[Records contained in a dataset]

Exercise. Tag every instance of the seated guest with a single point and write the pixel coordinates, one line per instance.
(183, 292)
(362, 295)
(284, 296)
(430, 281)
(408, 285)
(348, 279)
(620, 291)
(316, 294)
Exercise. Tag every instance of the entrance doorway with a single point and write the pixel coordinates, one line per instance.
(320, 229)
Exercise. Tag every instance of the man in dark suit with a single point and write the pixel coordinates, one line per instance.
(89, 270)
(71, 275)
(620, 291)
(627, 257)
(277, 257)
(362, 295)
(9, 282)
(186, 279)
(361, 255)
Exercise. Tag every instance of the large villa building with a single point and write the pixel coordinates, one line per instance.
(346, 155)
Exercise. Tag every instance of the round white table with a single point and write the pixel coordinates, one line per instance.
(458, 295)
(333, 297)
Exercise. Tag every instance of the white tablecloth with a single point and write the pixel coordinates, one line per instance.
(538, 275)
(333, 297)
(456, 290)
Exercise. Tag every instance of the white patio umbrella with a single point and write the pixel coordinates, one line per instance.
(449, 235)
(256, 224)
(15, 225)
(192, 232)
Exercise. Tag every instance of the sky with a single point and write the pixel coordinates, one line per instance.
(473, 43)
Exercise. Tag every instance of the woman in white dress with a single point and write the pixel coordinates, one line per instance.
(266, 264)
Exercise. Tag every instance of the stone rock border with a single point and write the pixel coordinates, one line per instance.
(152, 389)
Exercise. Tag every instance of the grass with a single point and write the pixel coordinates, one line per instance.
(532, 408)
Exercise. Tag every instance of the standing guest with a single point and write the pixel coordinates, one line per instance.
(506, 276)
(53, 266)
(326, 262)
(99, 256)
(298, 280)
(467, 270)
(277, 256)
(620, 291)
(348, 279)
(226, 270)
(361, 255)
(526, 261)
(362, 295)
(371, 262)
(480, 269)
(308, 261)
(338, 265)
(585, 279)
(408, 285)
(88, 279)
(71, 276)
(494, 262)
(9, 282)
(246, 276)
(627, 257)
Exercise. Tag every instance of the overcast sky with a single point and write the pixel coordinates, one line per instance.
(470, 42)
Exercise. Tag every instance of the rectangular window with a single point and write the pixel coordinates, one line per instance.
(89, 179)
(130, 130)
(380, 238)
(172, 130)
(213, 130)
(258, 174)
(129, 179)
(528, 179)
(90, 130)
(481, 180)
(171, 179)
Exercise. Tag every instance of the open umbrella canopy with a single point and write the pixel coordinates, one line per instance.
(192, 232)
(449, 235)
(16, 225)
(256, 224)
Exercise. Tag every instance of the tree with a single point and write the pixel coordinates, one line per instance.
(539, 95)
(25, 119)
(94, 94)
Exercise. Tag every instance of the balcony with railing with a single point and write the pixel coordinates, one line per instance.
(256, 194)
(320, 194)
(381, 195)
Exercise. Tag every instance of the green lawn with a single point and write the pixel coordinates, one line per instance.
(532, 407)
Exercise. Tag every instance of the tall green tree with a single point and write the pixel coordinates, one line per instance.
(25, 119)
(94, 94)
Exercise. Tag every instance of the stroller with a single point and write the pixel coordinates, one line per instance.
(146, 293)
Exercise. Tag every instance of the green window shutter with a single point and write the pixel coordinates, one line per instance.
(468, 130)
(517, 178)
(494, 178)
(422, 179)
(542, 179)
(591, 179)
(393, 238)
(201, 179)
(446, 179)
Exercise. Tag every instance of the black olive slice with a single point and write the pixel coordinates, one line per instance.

# [What needs to be done]
Please give back all of the data exactly as it appears.

# [Worked solution]
Exercise. Tag every instance of the seated guest with a single point and write the pixel coordinates, one line per instance.
(183, 292)
(362, 295)
(284, 296)
(430, 281)
(408, 285)
(348, 279)
(620, 291)
(316, 294)
Exercise. Tag every instance of the entrance doorway with a single point and write the pixel coordinates, one line per instance.
(320, 229)
Exercise. Tag every instance of the man in dark suit with a single point and write the pixel coordinates, one line per instance.
(89, 270)
(71, 275)
(620, 291)
(627, 257)
(277, 257)
(362, 295)
(9, 282)
(186, 279)
(361, 255)
Exercise. Tag every instance of the large villa building with a single point and write the pixel coordinates, one line per instance.
(346, 155)
Exercise. Tag every instance of the round white table with a single point and write the pixel coordinates, one line per instance.
(458, 295)
(333, 297)
Exercise. Tag every instance of the white tablecloth with a single point and write the pixel coordinates, one line per instance.
(538, 275)
(333, 297)
(456, 290)
Exercise. Tag every instance of the white patio umbrella with a single point and write the pixel coordinates, one line per instance.
(449, 235)
(256, 224)
(15, 225)
(192, 232)
Exercise. Tag every instance of the sky with a single point and write the pixel coordinates, one line per instance.
(473, 43)
Exercise. Tag every instance of the woman in white dress with a single point and write the pixel coordinates, one line per instance.
(266, 264)
Exercise. Tag every instance of the stone rock border with a single point and write the pixel coordinates, one line per instance.
(152, 389)
Exercise. Tag every instance of the grass with a single point and write the pixel coordinates, one line per instance.
(532, 408)
Exercise. Tag every instance of the standing guest with a single point and write the pixel coordinates, one line per instance.
(506, 276)
(53, 266)
(326, 262)
(99, 256)
(298, 280)
(467, 270)
(277, 256)
(620, 291)
(348, 279)
(226, 270)
(361, 255)
(526, 261)
(362, 295)
(371, 262)
(480, 269)
(308, 261)
(338, 265)
(585, 279)
(408, 285)
(88, 279)
(71, 276)
(494, 262)
(9, 282)
(246, 276)
(627, 257)
Exercise. Tag every instance of the overcast sky with a single point and write the pixel coordinates, one line per instance.
(470, 42)
Exercise. Tag every instance of the rectangular window with a single point and write the pixel coordinates, one line per instance.
(89, 179)
(130, 130)
(380, 238)
(172, 130)
(213, 130)
(258, 174)
(129, 179)
(528, 179)
(90, 130)
(481, 180)
(171, 179)
Exercise. Tag every instance of the open umbrella canopy with a single point and write the pixel coordinates, one line per instance.
(192, 232)
(449, 235)
(16, 225)
(256, 224)
Exercise. Tag every instance of the tree with a single point and write the pixel coordinates, one line per instance.
(539, 95)
(25, 119)
(94, 94)
Exercise. Tag every instance of the balcony with railing with a single point and write the pixel coordinates, one line per instance.
(256, 194)
(320, 194)
(381, 195)
Exercise. Tag every instance of the green lawn with a single point and write the pixel coordinates, one line per instance.
(532, 407)
Exercise. Tag every instance of the tall green tree with a single point and write the pixel coordinates, one line per instance.
(25, 119)
(94, 94)
Exercise. Tag every instance of the stroller with a single point and write the pixel coordinates, one line per instance.
(146, 293)
Exercise. Tag every instance of the green window shutter with a single point and write the pixel coordinates, one line per instance.
(468, 130)
(517, 178)
(494, 178)
(422, 179)
(542, 179)
(591, 179)
(393, 238)
(201, 179)
(446, 179)
Exercise. Tag every instance of the black olive slice with a single point and write the pixel coordinates, one line per instance.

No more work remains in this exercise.